Task directions: Transcribe the records exactly from the line with "of the unopened" to the end, both included.

Material for this exercise:
+++

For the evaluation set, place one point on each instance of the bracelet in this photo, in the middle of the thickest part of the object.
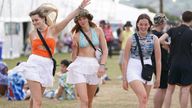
(80, 7)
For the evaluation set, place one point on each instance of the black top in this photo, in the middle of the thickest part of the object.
(164, 63)
(181, 55)
(164, 54)
(181, 45)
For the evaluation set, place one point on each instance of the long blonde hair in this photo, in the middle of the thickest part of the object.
(83, 13)
(47, 11)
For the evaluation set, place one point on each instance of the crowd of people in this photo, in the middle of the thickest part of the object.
(168, 52)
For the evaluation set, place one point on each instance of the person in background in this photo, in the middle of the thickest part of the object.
(180, 60)
(85, 70)
(123, 40)
(38, 70)
(132, 66)
(109, 38)
(3, 78)
(160, 21)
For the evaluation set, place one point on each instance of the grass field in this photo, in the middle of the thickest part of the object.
(111, 94)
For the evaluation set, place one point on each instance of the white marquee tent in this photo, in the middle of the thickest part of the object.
(14, 15)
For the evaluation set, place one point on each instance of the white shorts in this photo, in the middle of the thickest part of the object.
(37, 68)
(83, 70)
(134, 69)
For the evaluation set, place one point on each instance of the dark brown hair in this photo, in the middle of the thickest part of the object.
(77, 27)
(43, 11)
(144, 16)
(187, 16)
(83, 13)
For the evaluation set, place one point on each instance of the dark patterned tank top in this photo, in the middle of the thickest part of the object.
(147, 46)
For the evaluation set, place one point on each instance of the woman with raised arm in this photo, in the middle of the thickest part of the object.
(39, 66)
(85, 70)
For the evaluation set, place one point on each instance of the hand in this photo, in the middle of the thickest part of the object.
(157, 84)
(101, 71)
(84, 3)
(125, 85)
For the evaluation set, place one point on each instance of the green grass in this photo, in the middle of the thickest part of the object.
(111, 94)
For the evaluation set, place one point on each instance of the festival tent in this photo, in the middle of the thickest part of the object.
(15, 22)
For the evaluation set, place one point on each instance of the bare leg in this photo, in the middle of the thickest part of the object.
(82, 93)
(185, 92)
(159, 98)
(168, 96)
(36, 92)
(60, 92)
(139, 89)
(91, 89)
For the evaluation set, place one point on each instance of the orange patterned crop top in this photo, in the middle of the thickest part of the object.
(38, 47)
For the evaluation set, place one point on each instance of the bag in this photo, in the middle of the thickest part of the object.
(147, 69)
(147, 72)
(98, 54)
(98, 51)
(49, 51)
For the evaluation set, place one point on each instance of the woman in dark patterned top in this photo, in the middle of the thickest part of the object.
(132, 65)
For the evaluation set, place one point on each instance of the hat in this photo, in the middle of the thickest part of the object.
(3, 66)
(50, 11)
(128, 24)
(83, 13)
(102, 22)
(159, 18)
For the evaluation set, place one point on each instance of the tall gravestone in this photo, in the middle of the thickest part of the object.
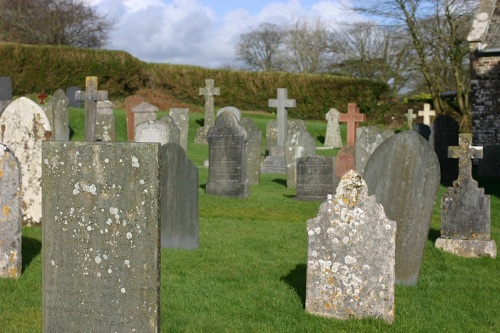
(179, 199)
(101, 237)
(227, 171)
(23, 127)
(10, 214)
(181, 120)
(403, 173)
(60, 128)
(351, 256)
(465, 209)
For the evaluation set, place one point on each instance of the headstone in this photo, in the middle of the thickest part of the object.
(352, 118)
(152, 131)
(105, 122)
(465, 209)
(173, 133)
(426, 113)
(444, 134)
(299, 143)
(179, 199)
(181, 120)
(60, 128)
(253, 150)
(23, 127)
(332, 137)
(315, 177)
(91, 96)
(101, 237)
(227, 170)
(351, 256)
(209, 91)
(403, 173)
(130, 103)
(235, 111)
(10, 214)
(71, 94)
(367, 140)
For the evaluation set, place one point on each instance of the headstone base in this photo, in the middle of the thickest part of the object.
(468, 248)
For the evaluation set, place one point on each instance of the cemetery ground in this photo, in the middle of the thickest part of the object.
(249, 273)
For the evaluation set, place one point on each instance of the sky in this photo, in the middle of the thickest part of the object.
(203, 32)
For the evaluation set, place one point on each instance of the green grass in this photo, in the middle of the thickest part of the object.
(249, 273)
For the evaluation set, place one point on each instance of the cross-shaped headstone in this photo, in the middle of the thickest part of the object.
(209, 91)
(464, 152)
(427, 113)
(409, 117)
(90, 97)
(281, 103)
(352, 118)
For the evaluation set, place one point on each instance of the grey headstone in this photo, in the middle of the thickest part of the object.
(10, 214)
(24, 126)
(315, 177)
(181, 120)
(60, 126)
(253, 150)
(179, 199)
(403, 173)
(351, 256)
(367, 140)
(332, 137)
(101, 237)
(71, 94)
(227, 170)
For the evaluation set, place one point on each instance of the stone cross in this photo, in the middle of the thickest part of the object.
(281, 103)
(427, 113)
(409, 117)
(352, 118)
(209, 91)
(90, 97)
(464, 152)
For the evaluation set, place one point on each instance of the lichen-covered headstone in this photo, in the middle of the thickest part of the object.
(403, 173)
(350, 255)
(101, 237)
(10, 214)
(23, 127)
(179, 199)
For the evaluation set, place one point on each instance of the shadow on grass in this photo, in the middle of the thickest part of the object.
(30, 249)
(297, 280)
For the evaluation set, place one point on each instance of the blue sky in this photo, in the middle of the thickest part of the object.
(203, 32)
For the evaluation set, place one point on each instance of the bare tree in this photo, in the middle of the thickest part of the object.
(52, 22)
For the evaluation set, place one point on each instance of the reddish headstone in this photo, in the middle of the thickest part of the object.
(130, 102)
(352, 118)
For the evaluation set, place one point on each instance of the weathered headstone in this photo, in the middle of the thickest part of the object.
(60, 128)
(403, 172)
(91, 96)
(179, 199)
(227, 170)
(427, 113)
(181, 120)
(350, 256)
(101, 237)
(465, 209)
(444, 133)
(253, 150)
(130, 103)
(332, 137)
(367, 140)
(315, 177)
(10, 214)
(105, 122)
(209, 91)
(23, 127)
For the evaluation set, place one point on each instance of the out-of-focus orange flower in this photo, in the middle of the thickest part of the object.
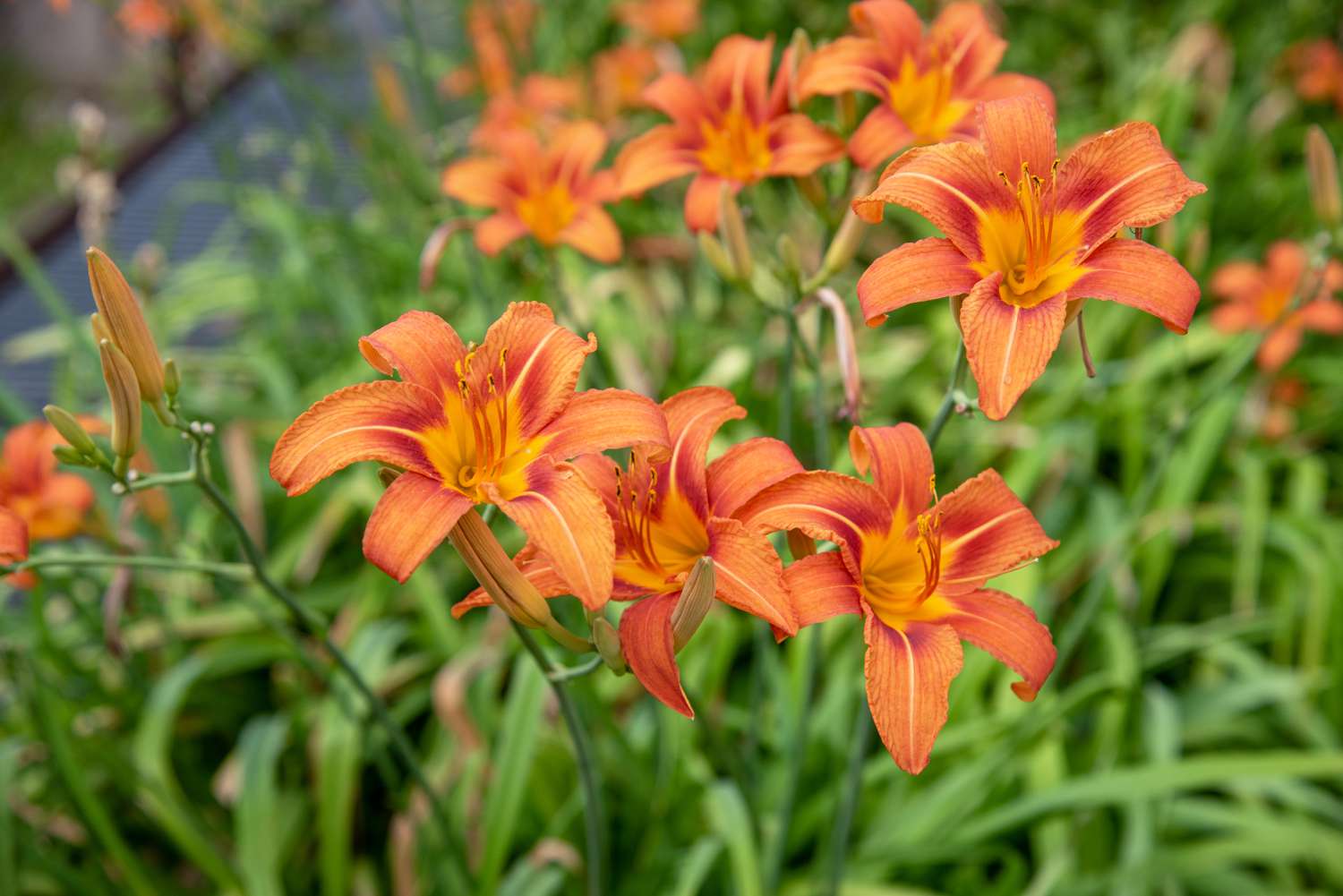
(620, 77)
(539, 107)
(1316, 67)
(551, 192)
(488, 424)
(668, 515)
(53, 504)
(1257, 298)
(916, 574)
(1028, 236)
(728, 128)
(663, 19)
(927, 85)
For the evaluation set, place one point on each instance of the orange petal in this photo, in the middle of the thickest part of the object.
(646, 641)
(822, 587)
(1018, 131)
(824, 506)
(916, 271)
(1007, 629)
(908, 675)
(693, 416)
(13, 536)
(701, 201)
(800, 145)
(1007, 346)
(1123, 177)
(368, 422)
(569, 523)
(544, 360)
(747, 468)
(950, 184)
(843, 66)
(411, 519)
(478, 182)
(878, 137)
(1141, 276)
(594, 234)
(653, 158)
(900, 463)
(986, 531)
(748, 573)
(421, 346)
(603, 419)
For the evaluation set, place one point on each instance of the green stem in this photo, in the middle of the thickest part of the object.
(583, 758)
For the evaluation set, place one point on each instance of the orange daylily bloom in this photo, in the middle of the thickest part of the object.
(915, 574)
(1257, 298)
(551, 192)
(927, 85)
(728, 128)
(1028, 235)
(668, 514)
(475, 424)
(663, 19)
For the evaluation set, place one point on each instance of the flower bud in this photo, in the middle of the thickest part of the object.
(733, 230)
(70, 430)
(124, 392)
(1323, 166)
(607, 641)
(131, 333)
(696, 600)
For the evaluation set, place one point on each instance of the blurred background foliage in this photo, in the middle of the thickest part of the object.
(182, 739)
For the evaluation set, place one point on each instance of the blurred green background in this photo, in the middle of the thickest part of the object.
(185, 740)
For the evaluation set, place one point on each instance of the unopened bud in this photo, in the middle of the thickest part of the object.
(733, 230)
(607, 641)
(1323, 166)
(124, 392)
(712, 250)
(696, 600)
(70, 430)
(131, 333)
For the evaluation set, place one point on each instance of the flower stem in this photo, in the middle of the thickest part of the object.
(583, 758)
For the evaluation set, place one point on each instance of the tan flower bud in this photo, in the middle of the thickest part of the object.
(1323, 166)
(696, 600)
(70, 430)
(124, 392)
(131, 333)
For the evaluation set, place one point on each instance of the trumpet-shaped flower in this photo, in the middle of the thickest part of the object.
(927, 83)
(668, 515)
(730, 126)
(551, 192)
(475, 424)
(915, 574)
(1260, 298)
(1026, 235)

+++

Task output:
For the evaluation set, place one point on each instance of the unopened bud in this photo, in the middle of the thickest part of the object.
(733, 230)
(607, 641)
(1323, 166)
(124, 392)
(712, 250)
(696, 600)
(70, 430)
(131, 333)
For the evaluation set, place one point on each instance of the flower stem in this photo, in the middle of the thickest part of the object.
(583, 758)
For the evaluation set, place one point on each instance of the tan flower bud in this photo, in the middle of the thickest part of the object.
(1323, 166)
(696, 600)
(70, 430)
(124, 392)
(131, 333)
For the evaluation set, place one point on each instance of the trumpet-shaped flower in this photo, in the middle of the thickest part of the object.
(927, 83)
(668, 515)
(730, 126)
(551, 192)
(475, 424)
(915, 574)
(1260, 298)
(1026, 235)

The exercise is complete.